WHAT IS ASKED: Recast every one of the lines below as a Markdown table with two columns, No. and Line, numbering the rows in order and skipping any blank lines.

Stored data:
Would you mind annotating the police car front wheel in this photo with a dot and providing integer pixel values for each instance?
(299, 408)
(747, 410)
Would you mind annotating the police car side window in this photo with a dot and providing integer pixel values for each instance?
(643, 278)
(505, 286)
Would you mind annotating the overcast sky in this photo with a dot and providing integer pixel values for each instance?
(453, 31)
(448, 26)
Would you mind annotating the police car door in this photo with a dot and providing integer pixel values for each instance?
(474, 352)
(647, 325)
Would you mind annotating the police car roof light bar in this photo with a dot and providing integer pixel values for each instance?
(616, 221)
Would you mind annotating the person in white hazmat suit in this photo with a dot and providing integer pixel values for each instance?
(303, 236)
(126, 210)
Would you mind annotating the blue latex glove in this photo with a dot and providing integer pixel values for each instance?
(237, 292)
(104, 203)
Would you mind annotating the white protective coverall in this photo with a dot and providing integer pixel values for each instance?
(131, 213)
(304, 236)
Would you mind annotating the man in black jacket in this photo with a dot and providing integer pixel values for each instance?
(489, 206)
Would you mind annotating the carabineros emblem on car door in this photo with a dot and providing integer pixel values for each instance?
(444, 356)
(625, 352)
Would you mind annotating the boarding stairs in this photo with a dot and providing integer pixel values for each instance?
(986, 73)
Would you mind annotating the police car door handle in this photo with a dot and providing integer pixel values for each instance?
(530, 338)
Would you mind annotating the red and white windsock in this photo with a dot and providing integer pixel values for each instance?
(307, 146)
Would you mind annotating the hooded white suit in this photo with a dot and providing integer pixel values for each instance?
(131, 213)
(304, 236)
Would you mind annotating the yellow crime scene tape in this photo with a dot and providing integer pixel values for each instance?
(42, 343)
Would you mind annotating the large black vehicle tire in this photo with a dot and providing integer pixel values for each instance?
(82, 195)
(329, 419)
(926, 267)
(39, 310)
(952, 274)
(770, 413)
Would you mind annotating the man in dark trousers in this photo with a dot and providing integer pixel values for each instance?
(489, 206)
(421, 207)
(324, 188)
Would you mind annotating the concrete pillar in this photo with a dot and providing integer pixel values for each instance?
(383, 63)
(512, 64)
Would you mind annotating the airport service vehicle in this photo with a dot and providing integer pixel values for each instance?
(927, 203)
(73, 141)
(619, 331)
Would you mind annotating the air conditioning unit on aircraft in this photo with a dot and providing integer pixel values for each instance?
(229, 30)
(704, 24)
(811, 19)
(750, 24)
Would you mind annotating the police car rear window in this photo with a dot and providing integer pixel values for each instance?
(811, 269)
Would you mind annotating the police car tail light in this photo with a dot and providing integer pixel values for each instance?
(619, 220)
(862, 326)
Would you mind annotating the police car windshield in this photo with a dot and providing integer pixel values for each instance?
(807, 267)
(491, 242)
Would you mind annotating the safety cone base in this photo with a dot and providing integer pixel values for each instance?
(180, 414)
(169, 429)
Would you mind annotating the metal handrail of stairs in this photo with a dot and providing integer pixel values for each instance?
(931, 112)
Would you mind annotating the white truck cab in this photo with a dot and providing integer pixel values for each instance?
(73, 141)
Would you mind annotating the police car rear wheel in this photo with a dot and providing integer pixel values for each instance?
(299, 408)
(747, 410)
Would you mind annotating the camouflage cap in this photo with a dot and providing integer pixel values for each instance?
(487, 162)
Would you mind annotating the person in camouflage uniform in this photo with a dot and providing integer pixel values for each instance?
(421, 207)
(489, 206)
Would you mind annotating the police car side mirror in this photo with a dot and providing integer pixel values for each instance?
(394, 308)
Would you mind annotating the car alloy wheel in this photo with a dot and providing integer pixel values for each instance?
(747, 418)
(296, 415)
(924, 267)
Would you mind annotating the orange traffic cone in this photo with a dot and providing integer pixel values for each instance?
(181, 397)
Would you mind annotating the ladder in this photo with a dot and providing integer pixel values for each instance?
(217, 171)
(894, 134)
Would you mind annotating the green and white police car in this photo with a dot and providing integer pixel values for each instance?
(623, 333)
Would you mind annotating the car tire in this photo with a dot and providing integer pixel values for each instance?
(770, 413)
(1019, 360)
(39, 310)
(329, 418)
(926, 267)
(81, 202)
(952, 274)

FULL RESPONSE:
| No. | Line |
|---|---|
| 1 | Would you mind annotating the police car front wheel in this photo with a dot and providing integer pixel values for each instance? |
| 2 | (299, 408) |
| 3 | (747, 410) |
| 4 | Would you mind annotating the police car side window in this photo with a dot and providing integer pixel values for each instance? |
| 5 | (643, 278) |
| 6 | (505, 286) |
| 7 | Would you mind annotating the overcast sky in this photo with a dot and providing integer pixel values for each instance? |
| 8 | (453, 31) |
| 9 | (448, 26) |
| 10 | Would you mind annotating the police car door in this photo with a dot and providing integer pixel values for each instance? |
| 11 | (474, 352) |
| 12 | (647, 325) |
| 13 | Would you mind annotating the police car roof light bar in this photo with a dot and providing integer pixel values for each instance? |
| 14 | (616, 221) |
| 15 | Would you mind annotating the person in white hazmat suit in this photo with a dot and providing integer pixel values for each instance? |
| 16 | (303, 236) |
| 17 | (126, 210) |
| 18 | Would you mind annotating the blue latex glove in this photo with a dot and providing integer pixel values for each instance? |
| 19 | (237, 292) |
| 20 | (104, 203) |
| 21 | Would you mind annotating the white protective coverall in this photo with a dot and providing integer pixel values for each instance? |
| 22 | (131, 213) |
| 23 | (304, 236) |
| 24 | Would you mind annotating the man in black jacket in this photo with a dot and providing integer pixel values for each instance? |
| 25 | (489, 206) |
| 26 | Would you mind annotating the carabineros emblem on car door in this photo with a dot and providing integer pixel values for each instance? |
| 27 | (444, 356) |
| 28 | (625, 352) |
| 29 | Would you mind annotating the boarding stairs in this photo with a dot and providing integer pixel values for each instance? |
| 30 | (986, 73) |
| 31 | Would you mind annotating the police car door handle in this photo with a dot and providing integer pixel values for each instance? |
| 32 | (530, 338) |
| 33 | Would you mind annotating the red and white windsock in this photo with a dot and providing integer pixel values for each instance? |
| 34 | (307, 146) |
| 35 | Would you mind annotating the hooded white suit in this photo with a dot and providing integer pixel values for each instance? |
| 36 | (131, 213) |
| 37 | (304, 236) |
| 38 | Would you mind annotating the yellow crime scene tape in this photo with a dot and providing integer pixel values for each instance? |
| 39 | (42, 343) |
| 40 | Would you mind annotating the large black vehicle tire in this photo with a dot and providing integer pixel values for each instance? |
| 41 | (82, 195) |
| 42 | (329, 419) |
| 43 | (926, 267) |
| 44 | (39, 310) |
| 45 | (952, 274) |
| 46 | (770, 413) |
| 47 | Would you mind annotating the man in dark trousers in this photo with a dot and providing integer pixel values for each instance? |
| 48 | (489, 206) |
| 49 | (421, 207) |
| 50 | (324, 188) |
| 51 | Would you mind annotating the concrete pillar in this photo with a dot and providing integer pixel values for each instance? |
| 52 | (383, 63) |
| 53 | (512, 64) |
| 54 | Would you mind annotating the airport service vehicle in this photo with a dot and providing integer pixel values for each instance? |
| 55 | (927, 203) |
| 56 | (73, 141) |
| 57 | (619, 331) |
| 58 | Would you mind annotating the air conditioning unit on aircraft in this photo with a dot and providing integer pixel values for each instance? |
| 59 | (229, 30) |
| 60 | (704, 24) |
| 61 | (811, 19) |
| 62 | (750, 24) |
| 63 | Would you mind annotating the police car rear window in this photo with a dot and providing integer pixel values for each instance? |
| 64 | (811, 269) |
| 65 | Would you mind annotating the police car tail light in this photo with a dot and providing integer pixel values for each instance? |
| 66 | (619, 220) |
| 67 | (862, 326) |
| 68 | Would you mind annotating the police car windshield in this photo with a dot and providing integer pixel values for each instance? |
| 69 | (807, 267) |
| 70 | (491, 242) |
| 71 | Would you mind annotating the safety cone base in this photo with a dot and providing integer pixel values for each instance? |
| 72 | (180, 414) |
| 73 | (169, 429) |
| 74 | Would you mind annotating the metal handrail of stairs in this photo with a dot and providing integer pixel values for each instance? |
| 75 | (931, 112) |
| 76 | Would you mind annotating the white truck cab in this photo with a dot and providing integer pixel values for each instance? |
| 77 | (73, 141) |
| 78 | Would you mind annotating the police car rear wheel in this photo with a dot and providing integer pixel values for each instance? |
| 79 | (299, 408) |
| 80 | (747, 410) |
| 81 | Would you mind annotating the camouflage cap in this photo with a dot and providing integer pixel values for each instance? |
| 82 | (487, 162) |
| 83 | Would you mind annotating the person in camouflage uniform in this photo with a dot and providing integer pixel values for each instance? |
| 84 | (421, 207) |
| 85 | (489, 206) |
| 86 | Would you mind annotating the police car side mirror in this photo with a dot and providing integer pixel values for each instance? |
| 87 | (394, 308) |
| 88 | Would you mind annotating the car alloy wheel in this photo with a dot and providing integer pixel values for each instance? |
| 89 | (747, 418) |
| 90 | (296, 415) |
| 91 | (924, 267) |
| 92 | Would you mind annotating the orange traffic cone in this photo with a dot and providing integer pixel values for each instance? |
| 93 | (181, 397) |
| 94 | Would you mind annotating the ladder in this photo with a dot and providing integer pixel values for each instance? |
| 95 | (217, 171) |
| 96 | (894, 134) |
| 97 | Would you mind annotating the green and white police car in this photo with a dot and providing integer pixel values for each instance? |
| 98 | (623, 333) |
| 99 | Would you mind annotating the car tire in this photo with a dot and providing integer pixel values for each instance? |
| 100 | (770, 413) |
| 101 | (1019, 360) |
| 102 | (39, 310) |
| 103 | (329, 418) |
| 104 | (926, 267) |
| 105 | (81, 202) |
| 106 | (952, 274) |